Records for the exercise: Begin

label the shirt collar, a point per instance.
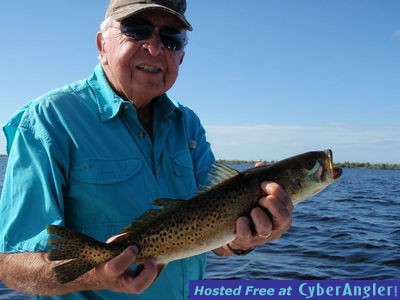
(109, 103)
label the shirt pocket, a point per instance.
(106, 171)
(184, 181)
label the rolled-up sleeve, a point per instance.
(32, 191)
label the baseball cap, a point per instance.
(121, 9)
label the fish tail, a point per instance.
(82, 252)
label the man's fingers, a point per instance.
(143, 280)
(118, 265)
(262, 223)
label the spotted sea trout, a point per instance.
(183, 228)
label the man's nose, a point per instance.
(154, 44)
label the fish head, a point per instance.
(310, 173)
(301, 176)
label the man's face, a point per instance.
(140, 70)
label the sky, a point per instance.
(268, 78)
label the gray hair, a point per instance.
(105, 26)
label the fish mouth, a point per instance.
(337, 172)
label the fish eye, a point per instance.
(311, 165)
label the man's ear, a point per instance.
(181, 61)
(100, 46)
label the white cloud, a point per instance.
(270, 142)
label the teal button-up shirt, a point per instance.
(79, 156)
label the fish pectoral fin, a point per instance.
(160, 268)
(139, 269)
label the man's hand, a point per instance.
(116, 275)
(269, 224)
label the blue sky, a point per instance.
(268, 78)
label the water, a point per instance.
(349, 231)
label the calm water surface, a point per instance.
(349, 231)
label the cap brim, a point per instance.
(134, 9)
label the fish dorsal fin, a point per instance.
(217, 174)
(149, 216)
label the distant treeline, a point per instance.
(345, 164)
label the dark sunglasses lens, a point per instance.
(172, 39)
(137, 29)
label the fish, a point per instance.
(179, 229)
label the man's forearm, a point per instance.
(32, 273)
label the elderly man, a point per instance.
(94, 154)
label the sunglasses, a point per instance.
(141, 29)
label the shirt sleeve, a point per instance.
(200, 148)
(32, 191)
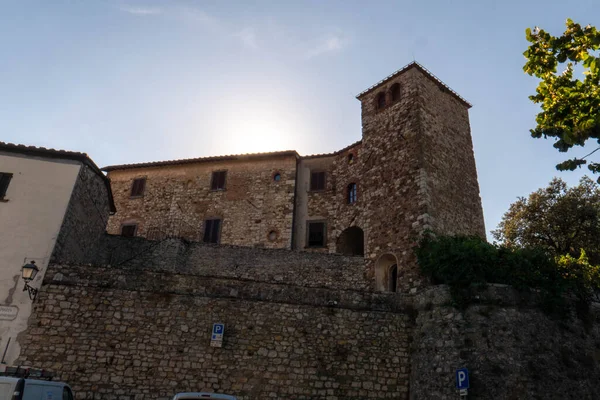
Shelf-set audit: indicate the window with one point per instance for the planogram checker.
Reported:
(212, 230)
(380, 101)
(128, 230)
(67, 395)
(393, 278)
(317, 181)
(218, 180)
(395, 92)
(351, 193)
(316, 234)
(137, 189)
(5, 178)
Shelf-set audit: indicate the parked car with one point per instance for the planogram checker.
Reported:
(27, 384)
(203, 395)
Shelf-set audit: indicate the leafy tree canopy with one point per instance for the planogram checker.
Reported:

Records for the exercise: End
Records for the exercise: Begin

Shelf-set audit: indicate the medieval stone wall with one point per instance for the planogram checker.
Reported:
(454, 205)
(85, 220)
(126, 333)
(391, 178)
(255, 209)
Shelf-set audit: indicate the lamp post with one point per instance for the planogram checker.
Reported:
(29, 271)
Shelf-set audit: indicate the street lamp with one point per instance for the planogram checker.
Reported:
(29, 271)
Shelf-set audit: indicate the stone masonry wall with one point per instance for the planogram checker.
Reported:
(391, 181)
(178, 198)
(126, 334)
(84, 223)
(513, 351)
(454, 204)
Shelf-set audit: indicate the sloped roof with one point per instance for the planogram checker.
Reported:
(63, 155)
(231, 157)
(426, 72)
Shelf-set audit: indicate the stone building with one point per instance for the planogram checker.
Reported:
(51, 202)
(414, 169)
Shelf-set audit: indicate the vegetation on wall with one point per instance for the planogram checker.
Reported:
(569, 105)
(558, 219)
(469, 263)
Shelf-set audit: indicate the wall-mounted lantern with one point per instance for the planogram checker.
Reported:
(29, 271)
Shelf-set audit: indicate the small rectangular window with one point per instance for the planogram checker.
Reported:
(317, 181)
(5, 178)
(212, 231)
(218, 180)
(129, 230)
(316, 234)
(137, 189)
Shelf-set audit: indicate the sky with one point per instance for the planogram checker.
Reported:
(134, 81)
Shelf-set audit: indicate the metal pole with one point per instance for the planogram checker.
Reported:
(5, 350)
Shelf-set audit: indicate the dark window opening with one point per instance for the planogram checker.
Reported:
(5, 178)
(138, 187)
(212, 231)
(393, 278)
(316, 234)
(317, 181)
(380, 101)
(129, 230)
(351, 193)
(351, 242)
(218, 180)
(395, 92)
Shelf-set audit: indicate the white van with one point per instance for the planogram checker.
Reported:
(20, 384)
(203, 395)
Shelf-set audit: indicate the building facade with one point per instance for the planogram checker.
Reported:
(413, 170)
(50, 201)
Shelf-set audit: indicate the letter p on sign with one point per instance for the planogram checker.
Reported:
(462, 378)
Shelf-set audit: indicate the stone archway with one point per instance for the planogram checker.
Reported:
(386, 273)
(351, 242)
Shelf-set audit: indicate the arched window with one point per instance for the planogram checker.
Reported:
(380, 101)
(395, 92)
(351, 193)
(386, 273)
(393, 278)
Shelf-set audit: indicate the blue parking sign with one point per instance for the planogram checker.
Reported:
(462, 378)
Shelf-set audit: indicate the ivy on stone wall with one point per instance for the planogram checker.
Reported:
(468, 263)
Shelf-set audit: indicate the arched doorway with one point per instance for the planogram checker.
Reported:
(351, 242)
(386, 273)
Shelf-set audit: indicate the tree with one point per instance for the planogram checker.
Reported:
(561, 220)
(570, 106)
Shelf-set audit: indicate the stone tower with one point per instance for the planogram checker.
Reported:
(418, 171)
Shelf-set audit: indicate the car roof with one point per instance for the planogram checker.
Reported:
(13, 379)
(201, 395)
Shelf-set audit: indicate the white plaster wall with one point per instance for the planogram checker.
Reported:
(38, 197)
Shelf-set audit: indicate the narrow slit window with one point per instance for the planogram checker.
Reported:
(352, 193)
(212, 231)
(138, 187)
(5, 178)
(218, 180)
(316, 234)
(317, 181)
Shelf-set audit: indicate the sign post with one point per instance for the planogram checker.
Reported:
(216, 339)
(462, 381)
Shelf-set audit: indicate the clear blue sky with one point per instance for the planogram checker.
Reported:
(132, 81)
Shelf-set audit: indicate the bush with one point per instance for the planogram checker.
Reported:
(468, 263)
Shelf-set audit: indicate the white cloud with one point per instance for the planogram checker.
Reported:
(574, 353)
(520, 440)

Records for the exercise: End
Records for the exercise: Begin

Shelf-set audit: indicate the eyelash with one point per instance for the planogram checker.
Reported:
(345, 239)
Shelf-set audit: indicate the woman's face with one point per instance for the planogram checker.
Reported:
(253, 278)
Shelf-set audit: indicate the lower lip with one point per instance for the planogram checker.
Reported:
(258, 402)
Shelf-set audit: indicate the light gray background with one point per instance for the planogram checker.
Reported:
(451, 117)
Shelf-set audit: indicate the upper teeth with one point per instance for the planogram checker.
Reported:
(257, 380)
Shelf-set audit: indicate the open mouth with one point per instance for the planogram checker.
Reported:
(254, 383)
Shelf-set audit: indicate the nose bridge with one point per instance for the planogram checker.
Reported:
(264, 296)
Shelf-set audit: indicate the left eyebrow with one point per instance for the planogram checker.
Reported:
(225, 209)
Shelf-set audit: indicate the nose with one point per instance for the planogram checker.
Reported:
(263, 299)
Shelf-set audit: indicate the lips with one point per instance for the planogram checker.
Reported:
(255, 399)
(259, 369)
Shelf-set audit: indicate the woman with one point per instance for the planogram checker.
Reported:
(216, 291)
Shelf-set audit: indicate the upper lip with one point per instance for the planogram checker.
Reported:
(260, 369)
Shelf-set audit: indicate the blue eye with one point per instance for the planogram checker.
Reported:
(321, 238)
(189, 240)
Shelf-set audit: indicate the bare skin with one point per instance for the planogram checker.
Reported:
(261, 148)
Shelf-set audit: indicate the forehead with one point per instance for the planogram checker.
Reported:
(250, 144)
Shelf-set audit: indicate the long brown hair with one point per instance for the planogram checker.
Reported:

Records for the exercise: End

◆ **Your goal**
Within the data above, the lines from the one with "Shelf-set audit: indicate the wall-mounted" to the one with "Shelf-set audit: indicate the arched window" must be repeated exactly; no other line belongs in the answer.

◆ **Answer space**
Shelf-set audit: indicate the wall-mounted lantern with one point per instance for the planogram checker.
Reported:
(29, 271)
Shelf-set audit: indicate the small rectangular window with one point per instance for the planogram checker.
Reported:
(317, 181)
(5, 178)
(212, 231)
(218, 180)
(129, 230)
(316, 234)
(137, 189)
Shelf-set audit: indicate the sky with one point per instance for the planogram checker.
Reported:
(134, 81)
Shelf-set audit: indicate the metal pole with one point per instance for the planogram checker.
Reported:
(5, 350)
Shelf-set audit: indicate the dark window opening with one point per instance for the planogram checker.
Reported:
(5, 178)
(138, 187)
(212, 231)
(393, 278)
(316, 234)
(317, 181)
(380, 101)
(129, 230)
(351, 193)
(351, 242)
(218, 180)
(395, 92)
Shelf-set audit: indicate the white van with one point per instance for the planogram checker.
Reported:
(20, 384)
(203, 395)
Shelf-set audit: indicate the building facade with one point per instance for the planogram checker.
Reported:
(413, 170)
(50, 201)
Shelf-set audit: indicate the letter p on sign with one point per instance for the planogram checker.
Reported:
(462, 378)
Shelf-set audit: indicate the stone archway with one point per instance for the planogram checker.
Reported:
(386, 273)
(351, 242)
Shelf-set audit: indicate the arched window with one point per instance for the planogram checker.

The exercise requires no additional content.